━━━ Selected excerpt ━━━

- No. 3 Group badge
- Active: 10 May 1918 – 31 August 1921 1 April 1923 – 12 April 1926 1 May 1936 – 1 November 1967 1 April 2000 – 1 April 2006
- Country: United Kingdom
- Branch: Royal Air Force
- Type: Royal Air Force group
- Role: Strategic and tactical bombing
- Part of: RAF Bomber Command RAF Strike Command
- Base: RAF Mildenhall (1936–1938)
- Mottos: Dutch: Niet zonder arbyt ("Nothing without Labour")

Commanders
- Notable commanders: Air Chief Marshal Sir Ralph Alexander Cochrane

Insignia
- Group badge: Three swords in pile, the points upwards, and each enfiled by an astral crown

= No. 3 Group RAF =

Former Royal Air Force operations group

No. 3 Group RAF (3 Gp) of the Royal Air Force was an RAF group first active in 1918, again between 1923 and 1926, then as part of RAF Bomber Command from 1936 to 1967, and recently part of RAF Strike Command from 2000 until it disbanded on 1 April 2006.

== First World War ==
No. 3 Group was first formed on 10 May 1918 as part of South-Eastern Area. No. 13 Group RAF was merged into No. 3 Group on 18 October 1919. Group Captain U J D Bourke took command on 30 November 1919. The Group was disbanded on 31 August 1921.

== 1920s ==
Reformed in 1923, 3 Group was disbanded on 12 April 1926 at RAF Spitalgate by renumbering it No. 23 (Training) Group.

==The 1930s and the Second World War==

The Group was reformed at Andover, Wiltshire on 1 May 1936, under Air Vice-Marshal Patrick Playfair. Ten months later Group HQ moved to RAF Mildenhall in Suffolk, a direct result of the Air Ministry's decision to form two new bomber groups and reorganise its existing groups. No. 3 Group was initially equipped with the ungainly Vickers Virginia and Handley Page Heyford, which was the RAF's last biplane heavy bomber.

With the arrival of the then revolutionary twin engined Vickers Wellington it was decided that No. 3 Group would be tasked with introducing the type into front line service. The first squadron in Bomber Command to be equipped was No. 99 Squadron RAF based at Mildenhall, on 10 October 1938. Air Commodore A A B Thomson, Playfair's successor, was killed on 8 August 1939 while viewing the bombing up of a Vickers Wellington of No. 115 Squadron RAF. While under the fuselage, he slipped and was struck on the head by the rotating airscrew. Air Vice-Marshal J E A Baldwin took over the Group on 29 August 1939. By September 1939 the entire group (totalling six front line squadrons and two reserve squadrons) was fully equipped with an all-Wellington force totalling over 100 aircraft located at five East Anglian airfields. No. 3 Group continued to be primarily based in East Anglia for the rest of WWII. The Group's first wartime operations were attacks against German warships at Wilhelmshaven and Brunsbüttel.

━━━ Material provided ━━━

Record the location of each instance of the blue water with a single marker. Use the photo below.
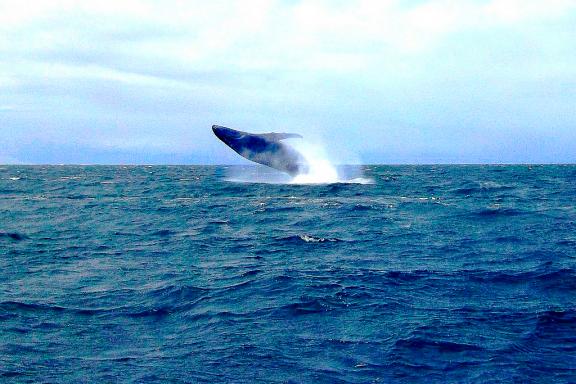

━━━

Reproduce the passage of the No. 3 Group RAF text between "No. 3 Group RAF (3" and "31 August 1921.", inclusive, word for word.

No. 3 Group RAF (3 Gp) of the Royal Air Force was an RAF group first active in 1918, again between 1923 and 1926, then as part of RAF Bomber Command from 1936 to 1967, and recently part of RAF Strike Command from 2000 until it disbanded on 1 April 2006.

== First World War ==
No. 3 Group was first formed on 10 May 1918 as part of South-Eastern Area. No. 13 Group RAF was merged into No. 3 Group on 18 October 1919. Group Captain U J D Bourke took command on 30 November 1919. The Group was disbanded on 31 August 1921.